--- Aim of the task ---
Restate word for word the lines that run from the one containing "Target: white t-shirt" to the last line of the data, both ends included.
== Supplied records
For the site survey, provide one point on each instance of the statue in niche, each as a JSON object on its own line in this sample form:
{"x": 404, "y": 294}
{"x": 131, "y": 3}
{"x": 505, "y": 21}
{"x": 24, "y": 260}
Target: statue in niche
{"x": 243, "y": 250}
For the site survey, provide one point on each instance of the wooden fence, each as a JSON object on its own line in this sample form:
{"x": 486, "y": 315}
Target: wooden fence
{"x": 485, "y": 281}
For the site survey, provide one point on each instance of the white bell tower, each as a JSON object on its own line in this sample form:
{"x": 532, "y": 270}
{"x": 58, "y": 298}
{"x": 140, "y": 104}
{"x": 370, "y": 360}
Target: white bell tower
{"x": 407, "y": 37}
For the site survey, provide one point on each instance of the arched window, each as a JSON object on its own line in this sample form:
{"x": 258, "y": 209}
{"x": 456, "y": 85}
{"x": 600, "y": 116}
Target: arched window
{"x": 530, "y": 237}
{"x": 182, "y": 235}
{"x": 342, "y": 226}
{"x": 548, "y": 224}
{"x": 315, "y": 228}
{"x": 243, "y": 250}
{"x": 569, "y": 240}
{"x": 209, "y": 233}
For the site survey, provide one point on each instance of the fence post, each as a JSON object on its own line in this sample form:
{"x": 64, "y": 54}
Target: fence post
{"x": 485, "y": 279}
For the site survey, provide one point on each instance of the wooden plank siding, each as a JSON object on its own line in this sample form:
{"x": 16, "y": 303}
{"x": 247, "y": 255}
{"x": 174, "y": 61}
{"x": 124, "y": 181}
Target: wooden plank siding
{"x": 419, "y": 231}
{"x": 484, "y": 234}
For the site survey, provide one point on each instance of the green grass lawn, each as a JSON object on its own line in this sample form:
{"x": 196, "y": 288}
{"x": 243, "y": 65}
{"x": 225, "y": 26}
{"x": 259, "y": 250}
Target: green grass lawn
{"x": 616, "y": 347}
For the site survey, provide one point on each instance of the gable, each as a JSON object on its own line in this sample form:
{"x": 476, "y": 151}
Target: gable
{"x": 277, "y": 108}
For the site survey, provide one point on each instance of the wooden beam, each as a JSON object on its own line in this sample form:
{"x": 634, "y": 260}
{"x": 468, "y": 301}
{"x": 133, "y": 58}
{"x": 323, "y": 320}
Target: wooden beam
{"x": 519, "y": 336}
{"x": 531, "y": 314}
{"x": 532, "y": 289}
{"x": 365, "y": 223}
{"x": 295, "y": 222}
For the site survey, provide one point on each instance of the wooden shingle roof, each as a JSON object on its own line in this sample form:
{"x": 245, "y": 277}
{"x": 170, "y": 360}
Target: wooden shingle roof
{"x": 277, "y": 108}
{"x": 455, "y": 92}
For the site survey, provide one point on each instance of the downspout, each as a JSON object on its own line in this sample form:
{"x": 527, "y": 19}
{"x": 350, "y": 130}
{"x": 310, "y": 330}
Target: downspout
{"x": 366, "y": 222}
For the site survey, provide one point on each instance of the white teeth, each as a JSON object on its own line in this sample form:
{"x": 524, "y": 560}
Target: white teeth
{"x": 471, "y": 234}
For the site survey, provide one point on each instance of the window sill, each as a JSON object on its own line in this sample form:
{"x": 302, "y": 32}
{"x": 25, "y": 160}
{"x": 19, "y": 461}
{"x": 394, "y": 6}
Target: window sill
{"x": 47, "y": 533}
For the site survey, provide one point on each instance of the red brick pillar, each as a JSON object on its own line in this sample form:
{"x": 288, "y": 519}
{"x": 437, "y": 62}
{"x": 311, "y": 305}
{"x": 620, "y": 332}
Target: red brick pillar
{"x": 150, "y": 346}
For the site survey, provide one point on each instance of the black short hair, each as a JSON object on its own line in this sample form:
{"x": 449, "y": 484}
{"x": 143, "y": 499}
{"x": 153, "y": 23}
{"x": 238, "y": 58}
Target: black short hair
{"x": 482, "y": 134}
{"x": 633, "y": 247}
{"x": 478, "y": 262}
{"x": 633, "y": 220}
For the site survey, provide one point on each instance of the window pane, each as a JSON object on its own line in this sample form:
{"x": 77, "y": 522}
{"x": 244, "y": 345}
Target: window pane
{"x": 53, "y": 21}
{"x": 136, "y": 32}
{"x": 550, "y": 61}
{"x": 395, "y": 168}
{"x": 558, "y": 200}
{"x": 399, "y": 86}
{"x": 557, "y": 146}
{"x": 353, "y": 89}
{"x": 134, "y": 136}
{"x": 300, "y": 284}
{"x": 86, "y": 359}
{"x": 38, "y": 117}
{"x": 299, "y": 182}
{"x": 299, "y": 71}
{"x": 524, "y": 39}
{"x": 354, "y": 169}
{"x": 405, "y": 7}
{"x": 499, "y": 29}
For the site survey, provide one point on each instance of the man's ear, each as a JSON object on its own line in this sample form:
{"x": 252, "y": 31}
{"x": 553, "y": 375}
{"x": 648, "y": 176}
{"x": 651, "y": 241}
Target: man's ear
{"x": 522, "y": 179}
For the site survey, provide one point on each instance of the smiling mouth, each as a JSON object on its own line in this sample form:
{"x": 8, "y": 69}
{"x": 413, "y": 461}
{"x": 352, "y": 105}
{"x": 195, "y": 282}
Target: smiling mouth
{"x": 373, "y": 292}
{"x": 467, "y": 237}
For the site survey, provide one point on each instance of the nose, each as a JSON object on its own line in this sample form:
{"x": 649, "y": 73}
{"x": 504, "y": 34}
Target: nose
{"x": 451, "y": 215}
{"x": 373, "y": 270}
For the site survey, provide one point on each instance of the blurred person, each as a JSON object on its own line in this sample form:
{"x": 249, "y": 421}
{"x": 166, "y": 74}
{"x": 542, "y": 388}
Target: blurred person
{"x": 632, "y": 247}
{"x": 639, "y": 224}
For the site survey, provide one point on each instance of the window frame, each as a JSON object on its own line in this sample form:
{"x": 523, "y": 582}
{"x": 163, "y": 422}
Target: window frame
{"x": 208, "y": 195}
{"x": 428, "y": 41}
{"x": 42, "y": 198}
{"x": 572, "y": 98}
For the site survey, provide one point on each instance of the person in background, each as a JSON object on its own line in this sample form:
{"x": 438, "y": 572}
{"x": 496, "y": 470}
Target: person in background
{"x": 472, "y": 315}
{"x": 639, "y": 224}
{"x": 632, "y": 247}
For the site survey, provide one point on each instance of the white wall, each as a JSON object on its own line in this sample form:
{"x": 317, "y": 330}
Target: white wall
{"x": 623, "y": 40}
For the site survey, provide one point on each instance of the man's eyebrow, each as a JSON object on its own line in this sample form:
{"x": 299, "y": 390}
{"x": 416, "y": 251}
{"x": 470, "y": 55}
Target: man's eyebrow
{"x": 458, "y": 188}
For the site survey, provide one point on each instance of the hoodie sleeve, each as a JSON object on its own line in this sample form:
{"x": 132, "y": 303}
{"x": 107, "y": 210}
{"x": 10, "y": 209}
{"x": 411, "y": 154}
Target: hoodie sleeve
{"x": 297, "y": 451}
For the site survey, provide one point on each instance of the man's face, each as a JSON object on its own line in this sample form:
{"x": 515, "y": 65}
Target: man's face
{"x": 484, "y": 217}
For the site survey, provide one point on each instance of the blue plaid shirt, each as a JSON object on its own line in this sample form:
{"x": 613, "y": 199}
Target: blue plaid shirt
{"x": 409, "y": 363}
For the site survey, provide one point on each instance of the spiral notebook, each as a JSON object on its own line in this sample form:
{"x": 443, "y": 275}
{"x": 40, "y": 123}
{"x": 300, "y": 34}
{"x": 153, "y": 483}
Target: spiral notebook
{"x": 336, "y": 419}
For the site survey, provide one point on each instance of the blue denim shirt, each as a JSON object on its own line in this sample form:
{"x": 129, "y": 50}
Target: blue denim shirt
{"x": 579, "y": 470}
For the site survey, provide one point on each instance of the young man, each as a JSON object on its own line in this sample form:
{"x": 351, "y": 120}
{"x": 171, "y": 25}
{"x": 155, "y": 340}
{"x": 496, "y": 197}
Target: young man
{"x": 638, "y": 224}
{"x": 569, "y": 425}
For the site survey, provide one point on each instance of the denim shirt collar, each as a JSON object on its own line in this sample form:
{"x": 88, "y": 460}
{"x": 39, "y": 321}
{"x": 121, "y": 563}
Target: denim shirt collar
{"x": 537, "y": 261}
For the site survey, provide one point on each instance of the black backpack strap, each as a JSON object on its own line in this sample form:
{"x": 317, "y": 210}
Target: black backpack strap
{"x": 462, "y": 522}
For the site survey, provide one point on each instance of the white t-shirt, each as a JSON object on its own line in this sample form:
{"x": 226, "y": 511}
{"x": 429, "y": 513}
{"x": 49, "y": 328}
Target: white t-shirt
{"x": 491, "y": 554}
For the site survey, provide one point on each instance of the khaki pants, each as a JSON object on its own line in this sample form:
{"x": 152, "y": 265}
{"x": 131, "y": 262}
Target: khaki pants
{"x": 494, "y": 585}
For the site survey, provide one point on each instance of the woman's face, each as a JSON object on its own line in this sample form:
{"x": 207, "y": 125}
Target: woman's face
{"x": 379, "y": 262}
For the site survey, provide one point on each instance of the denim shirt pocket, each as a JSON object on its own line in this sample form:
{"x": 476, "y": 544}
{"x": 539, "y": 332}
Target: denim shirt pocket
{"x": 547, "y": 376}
====
--- Solution to this exercise ---
Target: white t-shirt
{"x": 491, "y": 554}
For the site survey, provide one point on each instance of the khaki pants, each as a JSON object on its own line in this sample form:
{"x": 152, "y": 265}
{"x": 131, "y": 262}
Target: khaki pants
{"x": 494, "y": 585}
For the site survey, provide one point on each instance of the woman's face, each as a JSON object on its own line in this sample form:
{"x": 207, "y": 125}
Target: woman's face
{"x": 379, "y": 262}
For the site survey, provide one point on each instance of the denim shirt pocket, each as a JSON object on its own line in this sample form:
{"x": 476, "y": 544}
{"x": 539, "y": 332}
Target: denim shirt pocket
{"x": 547, "y": 376}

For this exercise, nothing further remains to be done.